__Problem details__: Rewrite the stretch from the row containing "Return the mask of every instance of the windshield" through the row containing "120L138 120L138 125L136", changing "car wheel" to "tire" and keeping everything else the same. Give only those rows.

__Records supplied__:
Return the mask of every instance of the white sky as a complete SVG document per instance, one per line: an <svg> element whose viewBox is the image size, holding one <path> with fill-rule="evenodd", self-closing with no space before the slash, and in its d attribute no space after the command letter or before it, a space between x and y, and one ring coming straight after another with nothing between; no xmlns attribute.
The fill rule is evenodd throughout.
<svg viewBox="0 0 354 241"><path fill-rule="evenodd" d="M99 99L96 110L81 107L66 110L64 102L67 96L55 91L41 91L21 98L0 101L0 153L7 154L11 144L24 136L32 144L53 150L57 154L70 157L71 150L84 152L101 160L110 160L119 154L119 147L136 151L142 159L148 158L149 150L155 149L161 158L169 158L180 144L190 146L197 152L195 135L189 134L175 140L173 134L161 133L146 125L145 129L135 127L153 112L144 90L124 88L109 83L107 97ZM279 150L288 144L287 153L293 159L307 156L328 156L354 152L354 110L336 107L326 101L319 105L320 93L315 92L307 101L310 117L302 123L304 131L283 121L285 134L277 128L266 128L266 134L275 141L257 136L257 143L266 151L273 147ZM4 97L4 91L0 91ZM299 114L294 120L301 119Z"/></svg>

...

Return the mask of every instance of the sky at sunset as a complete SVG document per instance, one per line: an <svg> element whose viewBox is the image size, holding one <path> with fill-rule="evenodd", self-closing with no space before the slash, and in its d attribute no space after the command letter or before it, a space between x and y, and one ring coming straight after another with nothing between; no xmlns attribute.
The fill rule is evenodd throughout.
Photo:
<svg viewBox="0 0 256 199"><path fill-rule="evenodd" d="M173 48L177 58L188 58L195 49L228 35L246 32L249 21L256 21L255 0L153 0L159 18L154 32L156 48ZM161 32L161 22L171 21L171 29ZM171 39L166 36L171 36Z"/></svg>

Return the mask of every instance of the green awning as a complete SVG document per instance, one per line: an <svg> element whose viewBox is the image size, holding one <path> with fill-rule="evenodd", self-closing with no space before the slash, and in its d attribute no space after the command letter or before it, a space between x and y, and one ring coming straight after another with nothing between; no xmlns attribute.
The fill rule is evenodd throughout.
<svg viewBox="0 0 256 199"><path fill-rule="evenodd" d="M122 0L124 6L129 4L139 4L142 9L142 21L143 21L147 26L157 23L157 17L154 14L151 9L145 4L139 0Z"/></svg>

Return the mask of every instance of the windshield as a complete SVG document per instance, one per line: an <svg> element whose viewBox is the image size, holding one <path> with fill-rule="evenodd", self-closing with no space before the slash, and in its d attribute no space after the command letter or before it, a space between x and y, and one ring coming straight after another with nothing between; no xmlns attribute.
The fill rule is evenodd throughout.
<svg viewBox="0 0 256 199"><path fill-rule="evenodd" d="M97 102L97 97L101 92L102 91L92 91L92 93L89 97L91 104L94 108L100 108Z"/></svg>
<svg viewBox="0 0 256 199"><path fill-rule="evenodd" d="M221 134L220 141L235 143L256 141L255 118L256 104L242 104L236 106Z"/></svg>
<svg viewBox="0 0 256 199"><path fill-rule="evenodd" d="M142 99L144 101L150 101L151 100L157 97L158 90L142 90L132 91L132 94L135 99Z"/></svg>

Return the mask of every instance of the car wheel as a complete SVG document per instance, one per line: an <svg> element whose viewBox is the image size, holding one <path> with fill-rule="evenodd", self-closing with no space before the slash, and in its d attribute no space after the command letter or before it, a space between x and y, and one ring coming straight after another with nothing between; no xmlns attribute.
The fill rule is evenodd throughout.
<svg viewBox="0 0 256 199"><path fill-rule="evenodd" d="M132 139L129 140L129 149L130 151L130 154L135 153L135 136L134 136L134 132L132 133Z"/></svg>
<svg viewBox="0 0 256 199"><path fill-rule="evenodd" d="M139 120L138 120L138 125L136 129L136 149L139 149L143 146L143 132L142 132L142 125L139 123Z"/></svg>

__Solved problem__:
Return the mask of every instance of the windshield as a complete SVG document per instance, one per line: an <svg> element whose viewBox is the image size, holding one <path> with fill-rule="evenodd", self-closing with no space before the slash, and in its d attribute no space after the command letter or before it, a space between x and y, and one ring coming straight after another with nothing between; no xmlns attribute.
The fill rule is evenodd throughout.
<svg viewBox="0 0 256 199"><path fill-rule="evenodd" d="M97 102L97 97L101 92L102 91L92 91L92 93L89 97L91 104L94 108L100 108Z"/></svg>
<svg viewBox="0 0 256 199"><path fill-rule="evenodd" d="M221 134L220 141L235 143L256 141L255 118L256 104L242 104L236 106Z"/></svg>
<svg viewBox="0 0 256 199"><path fill-rule="evenodd" d="M142 99L144 101L150 101L151 100L157 97L158 90L142 90L132 91L132 94L135 99Z"/></svg>

Return the mask of every instance of the tire as a complete SVG document per instance, one per line: an <svg> element whose viewBox is the image size, holding one <path> with fill-rule="evenodd", self-closing with no space before the slash, and in its d attribute no space after the command letter or before it, a space between x and y, and one ring coming straight after another with nothing between; no xmlns attribute.
The fill rule is evenodd throughout.
<svg viewBox="0 0 256 199"><path fill-rule="evenodd" d="M132 139L129 140L129 149L130 151L130 154L135 153L135 136L134 136L134 132L132 133Z"/></svg>
<svg viewBox="0 0 256 199"><path fill-rule="evenodd" d="M139 120L138 120L138 125L136 129L136 149L139 149L143 146L143 132L142 132L142 125L139 123Z"/></svg>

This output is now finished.